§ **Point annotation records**
* BEGIN *

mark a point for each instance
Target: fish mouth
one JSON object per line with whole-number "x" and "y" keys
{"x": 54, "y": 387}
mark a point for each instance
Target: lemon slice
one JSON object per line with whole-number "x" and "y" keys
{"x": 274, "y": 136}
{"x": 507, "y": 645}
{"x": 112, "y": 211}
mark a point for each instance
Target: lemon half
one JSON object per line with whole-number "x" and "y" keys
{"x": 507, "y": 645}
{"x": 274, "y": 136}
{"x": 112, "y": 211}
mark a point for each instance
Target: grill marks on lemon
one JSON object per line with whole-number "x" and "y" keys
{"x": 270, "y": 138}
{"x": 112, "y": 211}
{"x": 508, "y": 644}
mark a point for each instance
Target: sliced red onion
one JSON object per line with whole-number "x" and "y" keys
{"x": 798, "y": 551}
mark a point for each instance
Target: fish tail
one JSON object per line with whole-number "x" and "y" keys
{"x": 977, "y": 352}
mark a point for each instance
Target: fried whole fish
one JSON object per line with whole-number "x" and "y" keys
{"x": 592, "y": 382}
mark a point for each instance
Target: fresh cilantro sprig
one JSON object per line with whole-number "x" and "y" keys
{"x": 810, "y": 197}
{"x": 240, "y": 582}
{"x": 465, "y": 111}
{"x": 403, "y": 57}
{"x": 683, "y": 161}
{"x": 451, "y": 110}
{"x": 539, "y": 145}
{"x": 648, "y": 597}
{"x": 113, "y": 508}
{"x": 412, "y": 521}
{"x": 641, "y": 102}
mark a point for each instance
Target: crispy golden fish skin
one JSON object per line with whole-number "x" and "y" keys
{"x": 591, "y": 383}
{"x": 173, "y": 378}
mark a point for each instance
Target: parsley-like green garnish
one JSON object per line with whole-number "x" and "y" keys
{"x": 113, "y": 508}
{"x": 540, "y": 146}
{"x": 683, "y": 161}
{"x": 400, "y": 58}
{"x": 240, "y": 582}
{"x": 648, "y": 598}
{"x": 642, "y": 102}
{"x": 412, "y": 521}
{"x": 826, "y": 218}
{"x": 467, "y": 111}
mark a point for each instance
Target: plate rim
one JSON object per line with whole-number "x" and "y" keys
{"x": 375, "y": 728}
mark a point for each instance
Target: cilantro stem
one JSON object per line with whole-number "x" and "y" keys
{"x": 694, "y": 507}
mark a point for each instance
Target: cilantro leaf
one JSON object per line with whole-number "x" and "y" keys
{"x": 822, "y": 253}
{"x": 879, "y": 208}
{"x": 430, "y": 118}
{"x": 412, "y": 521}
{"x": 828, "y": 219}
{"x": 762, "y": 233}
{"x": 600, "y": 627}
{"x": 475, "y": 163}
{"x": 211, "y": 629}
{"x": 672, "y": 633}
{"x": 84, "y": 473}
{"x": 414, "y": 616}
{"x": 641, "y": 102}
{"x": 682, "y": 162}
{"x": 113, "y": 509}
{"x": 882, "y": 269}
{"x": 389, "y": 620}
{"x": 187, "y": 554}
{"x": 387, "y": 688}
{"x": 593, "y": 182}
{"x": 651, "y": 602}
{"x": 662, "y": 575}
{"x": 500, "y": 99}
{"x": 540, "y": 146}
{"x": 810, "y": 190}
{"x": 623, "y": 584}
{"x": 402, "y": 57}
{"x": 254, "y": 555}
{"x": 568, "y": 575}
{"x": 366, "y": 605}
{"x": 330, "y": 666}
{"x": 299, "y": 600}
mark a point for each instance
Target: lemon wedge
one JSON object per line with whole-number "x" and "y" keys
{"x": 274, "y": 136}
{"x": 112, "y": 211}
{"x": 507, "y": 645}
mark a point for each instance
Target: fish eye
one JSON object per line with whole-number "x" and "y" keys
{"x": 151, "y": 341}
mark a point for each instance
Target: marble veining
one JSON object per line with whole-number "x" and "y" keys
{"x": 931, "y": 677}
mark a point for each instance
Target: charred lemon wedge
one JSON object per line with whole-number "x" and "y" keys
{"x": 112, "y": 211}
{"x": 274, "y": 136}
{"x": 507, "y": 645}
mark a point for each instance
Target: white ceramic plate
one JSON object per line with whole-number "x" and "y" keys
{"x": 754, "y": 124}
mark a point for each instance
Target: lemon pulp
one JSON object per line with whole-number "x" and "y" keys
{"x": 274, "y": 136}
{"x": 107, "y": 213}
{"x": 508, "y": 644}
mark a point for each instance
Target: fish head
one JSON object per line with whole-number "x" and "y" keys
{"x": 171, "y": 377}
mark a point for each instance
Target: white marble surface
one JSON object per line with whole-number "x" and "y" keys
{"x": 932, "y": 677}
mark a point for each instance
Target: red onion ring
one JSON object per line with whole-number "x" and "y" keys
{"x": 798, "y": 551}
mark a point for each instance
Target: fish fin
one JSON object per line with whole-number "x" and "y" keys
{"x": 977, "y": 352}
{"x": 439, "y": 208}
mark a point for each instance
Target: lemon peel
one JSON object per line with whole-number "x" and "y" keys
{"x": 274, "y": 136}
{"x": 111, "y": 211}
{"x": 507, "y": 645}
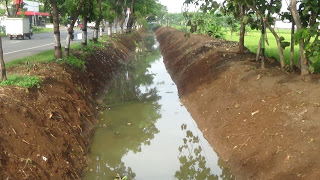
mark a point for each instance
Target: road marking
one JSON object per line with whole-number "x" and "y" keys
{"x": 29, "y": 48}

* END *

§ **GIVEN EXERCISE**
Retype each line of the listing above word for word. Exclude the pictures.

§ **EXPECTED ANSWER**
mark a point for each instance
Target: fish mouth
one JSON object per line with whole-number "x" and "y" keys
{"x": 54, "y": 387}
mark a point for each instance
Target: lemon slice
one JSON object per line with whole-number "x" and "y" keys
{"x": 274, "y": 136}
{"x": 507, "y": 645}
{"x": 112, "y": 211}
mark a point for each instance
Target: lemon half
one JSON object per line with whole-number "x" and "y" keys
{"x": 507, "y": 645}
{"x": 274, "y": 136}
{"x": 112, "y": 211}
mark a point for each instance
Target: grill marks on lemon
one JSON object per line with whole-number "x" and "y" keys
{"x": 270, "y": 138}
{"x": 112, "y": 211}
{"x": 508, "y": 644}
mark a point for each instance
Target: sliced red onion
one JSON object per line with whole-number "x" and "y" keys
{"x": 798, "y": 551}
mark a point for each instance
Target: fish tail
one JSON object per line with whole-number "x" and "y" keys
{"x": 977, "y": 352}
mark a point for each instance
Target: fried whole fish
one JSON object per line with whole-number "x" and "y" keys
{"x": 592, "y": 382}
mark a point for each instance
Target: fresh cilantro sprig
one JSON object per line with whole-number "x" and "y" keys
{"x": 810, "y": 197}
{"x": 240, "y": 582}
{"x": 465, "y": 111}
{"x": 403, "y": 57}
{"x": 683, "y": 161}
{"x": 451, "y": 110}
{"x": 539, "y": 145}
{"x": 648, "y": 597}
{"x": 113, "y": 508}
{"x": 412, "y": 521}
{"x": 641, "y": 102}
mark a point for each instance
Target: crispy golden fish skin
one JSON object per line with whole-number "x" and "y" keys
{"x": 591, "y": 383}
{"x": 173, "y": 378}
mark a point for each instance
Target: parsley-like green garnish
one JSON object per line with whole-number "x" and "y" keys
{"x": 113, "y": 508}
{"x": 540, "y": 146}
{"x": 683, "y": 161}
{"x": 400, "y": 58}
{"x": 240, "y": 582}
{"x": 648, "y": 598}
{"x": 642, "y": 102}
{"x": 412, "y": 521}
{"x": 826, "y": 218}
{"x": 467, "y": 111}
mark a point for each instance
Target: plate rim
one JSON object per line with whole-number "x" and "y" keys
{"x": 375, "y": 728}
mark a point for each instance
Target: cilantro stem
one JSON object per line with whole-number "x" and "y" keys
{"x": 694, "y": 507}
mark a point for each instance
Target: cilantro leaf
one JSON object per line with whole-number "x" and "y" keys
{"x": 822, "y": 253}
{"x": 879, "y": 208}
{"x": 430, "y": 118}
{"x": 412, "y": 521}
{"x": 828, "y": 219}
{"x": 762, "y": 233}
{"x": 600, "y": 627}
{"x": 475, "y": 163}
{"x": 211, "y": 629}
{"x": 672, "y": 633}
{"x": 84, "y": 473}
{"x": 414, "y": 616}
{"x": 641, "y": 102}
{"x": 682, "y": 162}
{"x": 113, "y": 509}
{"x": 882, "y": 269}
{"x": 389, "y": 620}
{"x": 187, "y": 554}
{"x": 387, "y": 688}
{"x": 593, "y": 182}
{"x": 651, "y": 602}
{"x": 662, "y": 575}
{"x": 500, "y": 99}
{"x": 540, "y": 146}
{"x": 810, "y": 190}
{"x": 623, "y": 584}
{"x": 402, "y": 57}
{"x": 254, "y": 555}
{"x": 568, "y": 575}
{"x": 366, "y": 605}
{"x": 330, "y": 666}
{"x": 299, "y": 600}
mark a point for each instance
Target: lemon wedge
one JSON object per line with whole-number "x" and "y" keys
{"x": 274, "y": 136}
{"x": 112, "y": 211}
{"x": 507, "y": 645}
mark a point for each instance
Target: fish eye
one JSON object per line with whole-number "x" and "y" keys
{"x": 151, "y": 341}
mark a point for each instance
Target: marble veining
one JSON object per line with whole-number "x" and "y" keys
{"x": 931, "y": 677}
mark a point for each instance
Target: charred lemon wedge
one JSON object per line with whole-number "x" and "y" keys
{"x": 112, "y": 211}
{"x": 274, "y": 136}
{"x": 507, "y": 645}
mark a point for each instance
Target: white ceramic plate
one JSON object per line with whole-number "x" and "y" keys
{"x": 754, "y": 124}
mark a point for each instance
Target: lemon pulp
one JSON object per line with whole-number "x" and "y" keys
{"x": 274, "y": 136}
{"x": 107, "y": 213}
{"x": 508, "y": 644}
mark a point for each instance
Target: fish head
one JSON object per line with whole-number "x" and "y" keys
{"x": 171, "y": 377}
mark a point for each instance
Target: white marble surface
one JSON object per line with whole-number "x" and "y" keys
{"x": 932, "y": 677}
mark a point for each instance
Target: red onion ring
one JSON object per line with whole-number "x" and "y" keys
{"x": 798, "y": 551}
mark a point for each instance
Target: fish fin
one JSON object per line with whole-number "x" and "y" keys
{"x": 977, "y": 352}
{"x": 439, "y": 208}
mark a point for each instance
Target: lemon peel
one JSON object per line with whole-number "x" and "y" keys
{"x": 274, "y": 136}
{"x": 111, "y": 211}
{"x": 507, "y": 645}
mark a point for each instance
Target: road marking
one JSON object per line with whole-number "x" and "y" keys
{"x": 29, "y": 48}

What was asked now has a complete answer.